◆ **Assignment**
Copy each line below as written, but skip the pictures.

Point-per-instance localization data
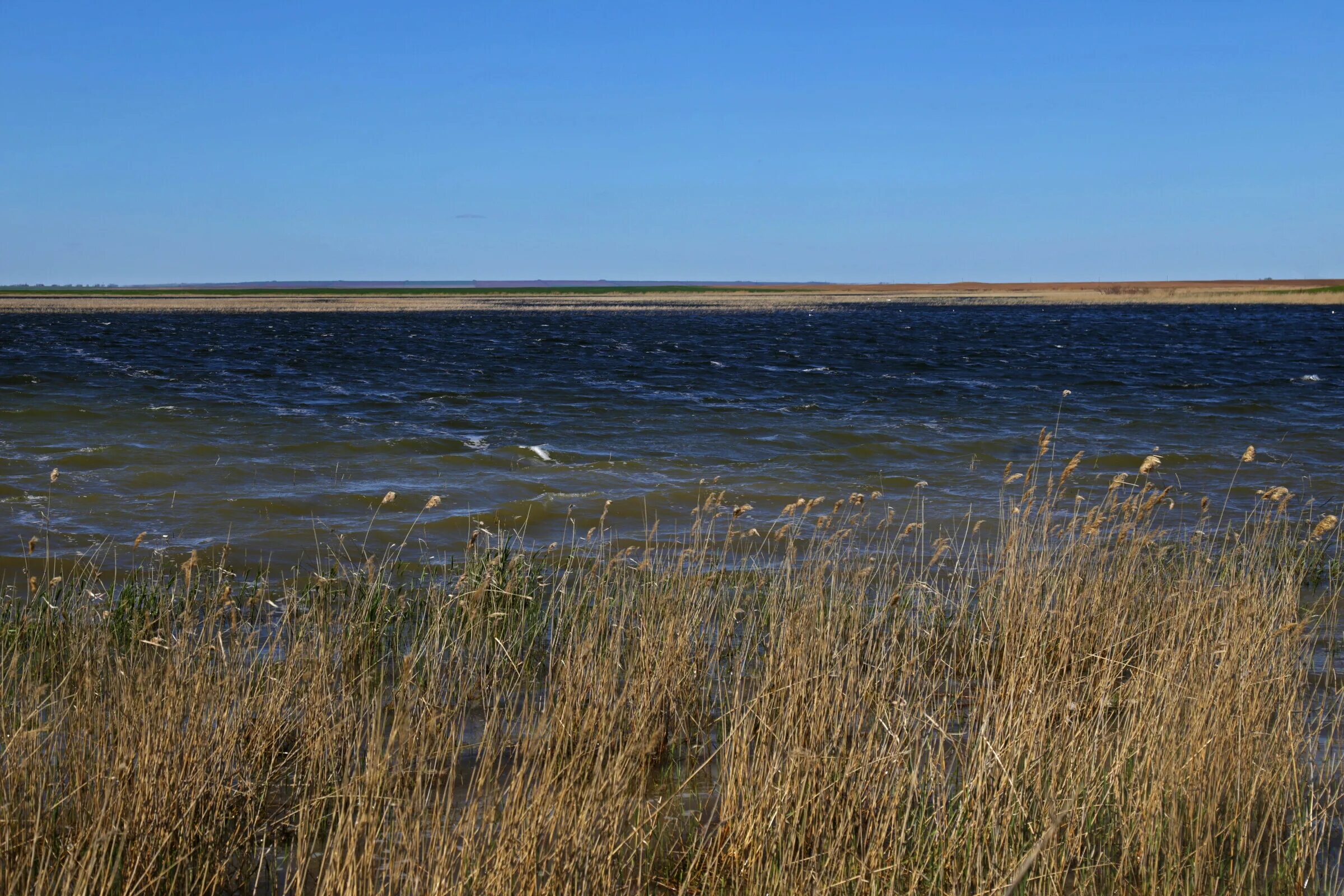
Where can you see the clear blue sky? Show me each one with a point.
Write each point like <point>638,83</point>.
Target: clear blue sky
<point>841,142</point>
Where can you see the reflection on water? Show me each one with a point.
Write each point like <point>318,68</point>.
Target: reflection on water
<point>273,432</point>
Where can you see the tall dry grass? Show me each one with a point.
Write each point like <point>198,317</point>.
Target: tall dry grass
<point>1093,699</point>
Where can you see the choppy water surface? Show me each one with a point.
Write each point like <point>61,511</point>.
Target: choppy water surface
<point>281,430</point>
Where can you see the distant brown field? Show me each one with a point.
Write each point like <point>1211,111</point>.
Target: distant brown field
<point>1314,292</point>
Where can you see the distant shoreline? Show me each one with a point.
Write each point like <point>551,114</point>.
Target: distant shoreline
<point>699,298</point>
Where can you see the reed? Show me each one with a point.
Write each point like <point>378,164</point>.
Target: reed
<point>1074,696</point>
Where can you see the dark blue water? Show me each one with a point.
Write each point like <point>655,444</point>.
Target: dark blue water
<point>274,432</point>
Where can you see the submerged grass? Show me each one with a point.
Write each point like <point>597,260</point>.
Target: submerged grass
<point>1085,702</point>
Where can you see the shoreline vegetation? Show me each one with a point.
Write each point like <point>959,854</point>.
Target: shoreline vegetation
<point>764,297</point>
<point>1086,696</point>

◆ **Written reply**
Where can you see the clear blue sky? Show me each one with a point.
Write each point like <point>638,83</point>.
Target: clear blue sky
<point>841,142</point>
Where can you see the reflection on water? Show me each one with a point.
Write each point like <point>318,68</point>.
Target: reflection on water
<point>273,432</point>
Where can you see the tall dry grass? Show me each one with a point.
Write each point like <point>198,317</point>.
Target: tall dry grass
<point>1093,699</point>
Where can you see the choppy water surface? Show me each one with a point.
Write each point like <point>61,511</point>.
Target: choppy water surface
<point>281,430</point>
Where can you see the distant brown field? Show me each one with a point.
Write each point like <point>1211,111</point>.
Target: distant brown field
<point>1314,292</point>
Where can you see the distant shoreline? Show me each one with a point.
Write each point like <point>551,114</point>.
Target: distant shoreline
<point>699,298</point>
Where can you see the reed? Show me each one with a point.
Write each point like <point>378,164</point>.
Target: reed
<point>1074,696</point>
Where can you see the dark blue water? Show me each one with a point.
Write each point like <point>655,444</point>.
Target: dark blue water
<point>274,432</point>
Where can you see the submerged grass? Show me each one with a point.
Write each point like <point>597,260</point>.
Target: submerged grass
<point>1085,702</point>
Where can you see the shoreline vegetation? Show me each one with a point.
Write each point like <point>959,854</point>.
Target: shoreline vegetation
<point>764,297</point>
<point>1086,696</point>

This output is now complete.